**GIVEN TASK A**
According to Laghairt in the thread about moving to Sydney, which area offers the best value for money?
**GIVEN TASK B**
In the thread about moving to Sydney, which suburbs does LullabyLizard name as cheaper than Haberfield?
**GIVEN TASK C**
Write the next part of the forum thread about moving to Sydney, picking up right after its final line.

# Moving to Sydney, advice?



## euphorion (Oct 3, 2011)

I'm planning on moving to Sydney soonish and really have no idea where to look for a place to rent. My brother who is down there has lived in Newtown which i have experienced and now Leichardt but that's as far as my Sydney inner-suburb knowledge goes. 

What suburbs do you guys recommend? I want somewhere with a few parks or dog park as my dog and her happiness is very important to me, besides i like open green space. I don't really want to live in an apartment for that same reason. I would prefer somewhere not so close to the city centre either, between half hour and an hour's drive away. So, Sydneysiders, what suburbs do you think are the better places to look?


----------



## Laghairt (Oct 3, 2011)

Depends on how much you want to spend on rent, keep in mind that Sydney rentals are much more expensive than Brisbane. Personally, I think the best value for money is in the Sutherland Shire it has everything you want, is close to beaches etc. The same thing on the Northern beaches will cost you significantly more.


----------



## Ramsayi (Oct 3, 2011)

Yup check out the shire


----------



## abnrmal91 (Oct 3, 2011)

As rondo said Sydney is a expensive place to live. It will depend if you want to live near the cost or inland.


----------



## FAY (Oct 3, 2011)

From friends who rent. Most rentals have about 50 people turn up at any open day.


----------



## Jen (Oct 3, 2011)

In Sydney a half hour/hour drive is a 5 minute walk....


----------



## Sezzzzzzzzz (Oct 3, 2011)

the further west you go the cheaper it is and the more space you have. why in the hell would you wanna leave QLD to come to sydney???  i came down for 6 months 10 years ago and I havent made it back up to qld. Hubby is a sydneysider who hates qld, so it looks like I am stuck here forever now. lol


----------



## abnrmal91 (Oct 3, 2011)

There are some nice areas out west but it would add to your travel time. Leonay (where I live) is good about 1hr by car or train to the city (depends on time if day upto 2hrs lol)


----------



## -Peter (Oct 3, 2011)

Depends on where you will be working and what you can afford to pay really. Shire, you will be car dependent but coming from Brisbane that should not be a problem. Inner West has lots of dog friendly parks and good public transport. Easy access to beaches, parks, entertainment, eating out and civilization. Takes an hour to get top the upper North Shore so not good for going to the Central Coast but Sunday AM I can get to Campbelltown in 25 minutes and Wollongong in an hour.


----------



## LullabyLizard (Oct 3, 2011)

If you want Close-ish but not too close, check out anywhere west from Haberfield  Haberfield is super $$$ but Ashfield, Burwood, Croyden and Strathfield are cheaper.


----------



## KaotikJezta (Oct 3, 2011)

I'm from Sydney and all I can say is you'd better have a really good job if you want to live any where up to an hour from the city. Was thinking of moving back before we came to Melbourne and the rents were ridiculously high. Having said that I agree that around Ashfield is nice if you want to live close, I used to live in Haberfield but as stated, it is pretty expensive, especially if you want a house. You could also try around West Ryde, Ryde or the Hills area, Castle Hill, Epping, Eastwood etc.


----------



## Cockney_Red (Oct 3, 2011)

**INFORMATION SUPPLIED**
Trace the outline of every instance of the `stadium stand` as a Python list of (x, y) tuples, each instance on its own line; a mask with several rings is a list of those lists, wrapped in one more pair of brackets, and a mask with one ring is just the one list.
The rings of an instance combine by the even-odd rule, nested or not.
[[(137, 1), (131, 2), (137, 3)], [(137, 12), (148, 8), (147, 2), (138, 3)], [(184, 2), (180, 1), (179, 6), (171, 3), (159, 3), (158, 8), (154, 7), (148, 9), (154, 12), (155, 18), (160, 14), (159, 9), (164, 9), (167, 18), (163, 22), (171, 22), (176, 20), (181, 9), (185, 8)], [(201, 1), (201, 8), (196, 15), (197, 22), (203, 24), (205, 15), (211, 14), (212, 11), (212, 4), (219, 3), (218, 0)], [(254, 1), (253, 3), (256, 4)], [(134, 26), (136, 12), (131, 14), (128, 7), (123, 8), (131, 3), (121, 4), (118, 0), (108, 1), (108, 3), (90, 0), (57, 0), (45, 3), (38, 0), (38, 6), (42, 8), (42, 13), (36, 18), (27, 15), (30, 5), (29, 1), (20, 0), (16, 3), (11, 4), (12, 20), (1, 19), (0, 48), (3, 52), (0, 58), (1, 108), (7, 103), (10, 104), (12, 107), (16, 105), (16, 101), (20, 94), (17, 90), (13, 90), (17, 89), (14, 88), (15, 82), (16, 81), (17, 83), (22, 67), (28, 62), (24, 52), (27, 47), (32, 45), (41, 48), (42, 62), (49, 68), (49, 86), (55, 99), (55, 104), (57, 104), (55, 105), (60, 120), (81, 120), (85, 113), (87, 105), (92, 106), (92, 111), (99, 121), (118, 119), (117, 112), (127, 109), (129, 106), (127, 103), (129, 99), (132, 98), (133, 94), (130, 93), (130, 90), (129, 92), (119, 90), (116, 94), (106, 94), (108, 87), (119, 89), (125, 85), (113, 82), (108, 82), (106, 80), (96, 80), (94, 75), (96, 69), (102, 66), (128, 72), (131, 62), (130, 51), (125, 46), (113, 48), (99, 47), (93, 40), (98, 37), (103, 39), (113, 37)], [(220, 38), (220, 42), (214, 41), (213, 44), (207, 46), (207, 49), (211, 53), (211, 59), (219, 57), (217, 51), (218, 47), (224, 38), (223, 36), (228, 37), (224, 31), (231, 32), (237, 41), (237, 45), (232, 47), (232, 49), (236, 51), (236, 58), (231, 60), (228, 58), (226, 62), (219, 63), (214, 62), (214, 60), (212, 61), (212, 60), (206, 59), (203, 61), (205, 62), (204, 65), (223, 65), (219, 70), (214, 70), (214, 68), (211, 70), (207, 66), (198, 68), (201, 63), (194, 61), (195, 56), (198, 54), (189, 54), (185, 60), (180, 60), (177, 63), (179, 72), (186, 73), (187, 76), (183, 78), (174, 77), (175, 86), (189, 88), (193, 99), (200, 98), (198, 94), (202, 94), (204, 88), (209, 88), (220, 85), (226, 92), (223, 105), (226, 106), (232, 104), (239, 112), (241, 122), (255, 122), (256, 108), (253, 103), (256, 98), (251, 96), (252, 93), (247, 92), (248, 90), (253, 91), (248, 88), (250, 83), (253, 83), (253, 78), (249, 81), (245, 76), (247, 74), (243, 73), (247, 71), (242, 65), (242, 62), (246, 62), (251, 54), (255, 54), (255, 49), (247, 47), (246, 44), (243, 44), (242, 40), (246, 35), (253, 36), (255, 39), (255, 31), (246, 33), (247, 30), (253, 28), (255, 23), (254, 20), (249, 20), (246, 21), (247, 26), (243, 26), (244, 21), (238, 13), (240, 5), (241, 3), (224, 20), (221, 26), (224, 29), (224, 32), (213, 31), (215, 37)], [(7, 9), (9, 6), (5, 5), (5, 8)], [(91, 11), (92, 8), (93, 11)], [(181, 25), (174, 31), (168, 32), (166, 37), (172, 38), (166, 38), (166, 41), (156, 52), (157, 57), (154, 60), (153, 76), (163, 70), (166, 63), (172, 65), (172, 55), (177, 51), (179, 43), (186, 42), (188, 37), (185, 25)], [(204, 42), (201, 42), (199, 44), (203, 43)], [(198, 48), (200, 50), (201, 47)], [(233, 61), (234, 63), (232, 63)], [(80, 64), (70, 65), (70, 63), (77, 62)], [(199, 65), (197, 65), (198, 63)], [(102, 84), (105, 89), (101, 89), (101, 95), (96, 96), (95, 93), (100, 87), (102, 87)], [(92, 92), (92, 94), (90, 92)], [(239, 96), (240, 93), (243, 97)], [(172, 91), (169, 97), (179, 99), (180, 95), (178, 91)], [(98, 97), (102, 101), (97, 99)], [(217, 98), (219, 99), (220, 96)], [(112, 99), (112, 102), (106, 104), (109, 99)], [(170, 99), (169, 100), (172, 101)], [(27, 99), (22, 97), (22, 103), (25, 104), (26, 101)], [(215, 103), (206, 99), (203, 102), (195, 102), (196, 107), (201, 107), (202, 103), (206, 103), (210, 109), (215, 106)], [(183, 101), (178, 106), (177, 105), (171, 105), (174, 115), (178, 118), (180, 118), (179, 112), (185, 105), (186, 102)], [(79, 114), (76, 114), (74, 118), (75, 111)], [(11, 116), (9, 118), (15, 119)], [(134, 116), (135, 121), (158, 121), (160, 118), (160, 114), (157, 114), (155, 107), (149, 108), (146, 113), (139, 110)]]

**EXPECTED OUTPUT A**
The Sutherland Shire.

**EXPECTED OUTPUT B**
Ashfield, Burwood, Croyden and Strathfield.

**EXPECTED OUTPUT C**
Only place I'd live in Sydney, is the northern beaches


----------



## shea_and_ruby (Oct 3, 2011)

really depends where you are working. i am out penrith way and has pretty much everything you need. there are some nice areas out this way, but it can be difficult, like every where else, to get a property due to the numbers of people who are looking. out this way there are plenty of parks and what not to let doggies run around. like abnrmal says it can take about an hour to get into the city, thats either via car or train. best of luck!


----------



## Colin (Oct 3, 2011)

maybe it's better to find the places to avoid? I just googled "bogan suburbs of sydney" :lol: 

Which suburbs in Sydney do bogans live in/come from? - Yahoo! Answers

Which is Sydney's most bogan suburb?

Essential Baby > Australia's most BOGAN suburbs!


----------



## ianinoz (Oct 3, 2011)

My advice is - DON"T DO IT.

But I'm really biassed against all things Sydney - hate the traffic, hate the crowds, hate the crazy road organisation (if you can call it that), hate the going there - I avoid going to Sydney or travelling through Sydney or it's suburban sprawl at all costs, hate the house prices there, and I would never unless I NO CHOICE IN THE MATTER ever LIVE THERE or buy a home there or rent there.

The place is a dump.

Find somewhere to live in the Central Coast (Gosford / Wyong) area and commute by train if YOU MUST work or study in Sydney.
Stacks on green bushy areas and reserves and NPs and lakeside parks and walks there , much better for your dog, and more chance of encountering lots if lizards, snakes, insects, spiders, frogs too when out and about, as well as native birds.


----------



## Coastal-Kemp (Oct 3, 2011)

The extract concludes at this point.